> [Required work]
1/ Answer these questions from the text on Bighorn moose.
(a) What scientific name does it give for Shiras moose?
(b) Who obtains the minimum count during annual aerial surveys?
(c) With which two habitat types are moose typically associated?
2/ Please decide whether each statement agrees with the text on Bighorn moose, and support each yes or no with the deciding words quoted from it.
(a) Minimum population counts come with a measure of uncertainty.
(b) Forests are well suited to aerial survey methods.
(c) Population size estimates are usually obtained with statistical models.

> [Text]

-=-=-=-=-

How many moose are in Bighorn National Forest?

That’s a good question. How do you even begin to count all of the animals in a population, especially when they live in densely forested areas? The short answer is — you don’t. But how then are wildlife managers supposed to monitor and manage those populations? This is one of the great questions of our time. Knowledge of animal abundance (how many animals exist in a population) and animal density (how many animals exist per unit area) is fundamental to understanding their ecology, but gathering such information is no easy feat. In reality, it is usually impossible to know exactly how many animals are on the landscape; however, numerous methods exist to obtain estimates of population sizes, usually by employing statistical models. Some methods are more robust than others, but with great robustness comes great responsibility complexity. This is the focus of my first dissertation chapter: develop methods to obtain a robust population estimate of a patchily distributed species, Shiras moose (Alces alces shiras), in Bighorn National Forest, Wyoming.

Many large herbivore populations in the Western U.S. are monitored via annual aerial surveys, during which a pilot and an observer (often these are the same person) obtain a minimum count of animals they saw during the flight. While minimum population counts can certainly be useful, they lack any measure of uncertainty and by definition underestimate the number of animals in a population. Moose in particular are typically associated with forests and riparian shrublands, the former of which are not conducive to aerial survey methods. Trees are very effective at “hiding” moose from these surveys, further contributing to their underrepresentation of real population sizes. Therefore, we must account for our inability to see every moose during our surveys to get more realistic estimates of population size.

-=-=-=-=-

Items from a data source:
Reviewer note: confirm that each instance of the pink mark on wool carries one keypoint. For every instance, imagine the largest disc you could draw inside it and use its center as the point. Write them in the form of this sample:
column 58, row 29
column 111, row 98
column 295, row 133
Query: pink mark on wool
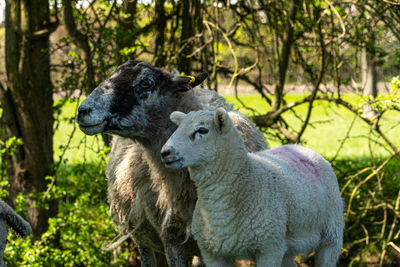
column 298, row 162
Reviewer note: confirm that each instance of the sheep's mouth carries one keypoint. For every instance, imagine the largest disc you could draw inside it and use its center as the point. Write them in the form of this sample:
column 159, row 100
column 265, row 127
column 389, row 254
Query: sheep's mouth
column 174, row 163
column 92, row 129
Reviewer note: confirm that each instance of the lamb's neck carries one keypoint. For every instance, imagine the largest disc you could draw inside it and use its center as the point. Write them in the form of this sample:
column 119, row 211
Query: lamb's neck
column 225, row 174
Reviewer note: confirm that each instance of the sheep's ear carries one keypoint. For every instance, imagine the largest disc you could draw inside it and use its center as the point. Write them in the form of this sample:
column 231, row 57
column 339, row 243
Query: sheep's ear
column 180, row 84
column 185, row 83
column 177, row 117
column 222, row 120
column 198, row 79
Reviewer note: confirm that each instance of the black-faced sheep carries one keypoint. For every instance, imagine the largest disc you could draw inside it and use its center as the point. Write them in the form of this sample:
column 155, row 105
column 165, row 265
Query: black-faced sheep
column 267, row 206
column 9, row 218
column 145, row 197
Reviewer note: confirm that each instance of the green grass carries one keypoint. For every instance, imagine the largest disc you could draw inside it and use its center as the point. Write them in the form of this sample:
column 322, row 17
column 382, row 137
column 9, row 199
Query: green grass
column 80, row 147
column 329, row 126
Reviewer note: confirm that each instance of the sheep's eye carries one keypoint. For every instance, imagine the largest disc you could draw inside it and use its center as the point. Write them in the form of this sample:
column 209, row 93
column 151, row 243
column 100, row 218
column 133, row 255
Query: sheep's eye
column 202, row 130
column 146, row 84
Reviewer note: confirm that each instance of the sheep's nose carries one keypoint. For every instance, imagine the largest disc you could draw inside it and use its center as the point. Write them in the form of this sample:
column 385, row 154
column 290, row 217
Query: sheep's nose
column 165, row 153
column 82, row 112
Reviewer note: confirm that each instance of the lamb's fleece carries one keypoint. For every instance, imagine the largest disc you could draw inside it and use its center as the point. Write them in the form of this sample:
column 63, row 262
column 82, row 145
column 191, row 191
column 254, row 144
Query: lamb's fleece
column 9, row 218
column 268, row 206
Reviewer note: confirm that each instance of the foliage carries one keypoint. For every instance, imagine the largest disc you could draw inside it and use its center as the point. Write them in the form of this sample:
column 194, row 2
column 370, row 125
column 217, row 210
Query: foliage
column 76, row 236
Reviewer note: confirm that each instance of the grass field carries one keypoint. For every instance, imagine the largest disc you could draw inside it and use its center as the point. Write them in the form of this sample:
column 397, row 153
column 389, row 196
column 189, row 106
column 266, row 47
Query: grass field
column 329, row 127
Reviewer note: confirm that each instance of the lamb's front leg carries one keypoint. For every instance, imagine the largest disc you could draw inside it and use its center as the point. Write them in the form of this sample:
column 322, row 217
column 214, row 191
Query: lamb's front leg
column 273, row 257
column 173, row 236
column 215, row 261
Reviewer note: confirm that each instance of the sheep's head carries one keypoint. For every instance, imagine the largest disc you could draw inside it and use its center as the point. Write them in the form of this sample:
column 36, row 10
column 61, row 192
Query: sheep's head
column 132, row 100
column 198, row 138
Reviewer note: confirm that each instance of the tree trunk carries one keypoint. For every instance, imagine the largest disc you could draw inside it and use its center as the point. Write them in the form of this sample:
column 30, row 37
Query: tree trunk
column 285, row 56
column 28, row 104
column 184, row 63
column 159, row 51
column 126, row 26
column 369, row 74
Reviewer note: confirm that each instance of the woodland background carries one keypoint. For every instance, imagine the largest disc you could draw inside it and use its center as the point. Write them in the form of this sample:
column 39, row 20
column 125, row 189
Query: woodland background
column 321, row 73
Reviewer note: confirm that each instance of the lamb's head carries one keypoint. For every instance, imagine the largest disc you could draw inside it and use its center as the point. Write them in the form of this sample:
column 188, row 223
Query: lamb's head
column 132, row 99
column 198, row 140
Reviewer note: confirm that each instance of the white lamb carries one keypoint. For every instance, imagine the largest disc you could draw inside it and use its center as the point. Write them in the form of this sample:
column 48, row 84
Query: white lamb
column 267, row 206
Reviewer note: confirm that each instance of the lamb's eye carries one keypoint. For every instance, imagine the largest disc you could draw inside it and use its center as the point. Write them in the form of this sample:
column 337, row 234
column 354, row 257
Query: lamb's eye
column 201, row 130
column 145, row 84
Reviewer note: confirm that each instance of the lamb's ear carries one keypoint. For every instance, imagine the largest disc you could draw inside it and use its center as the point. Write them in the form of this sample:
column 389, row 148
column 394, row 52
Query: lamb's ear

-=-=-=-=-

> [Solutions to the problems]
1/
(a) Alces alces shiras
(b) A pilot and an observer, who are often the same person
(c) Forests and riparian shrublands

2/
(a) No: "they lack any measure of uncertainty"
(b) No: "the former of which are not conducive to aerial survey methods"
(c) Yes: "numerous methods exist to obtain estimates of population sizes, usually by employing statistical models"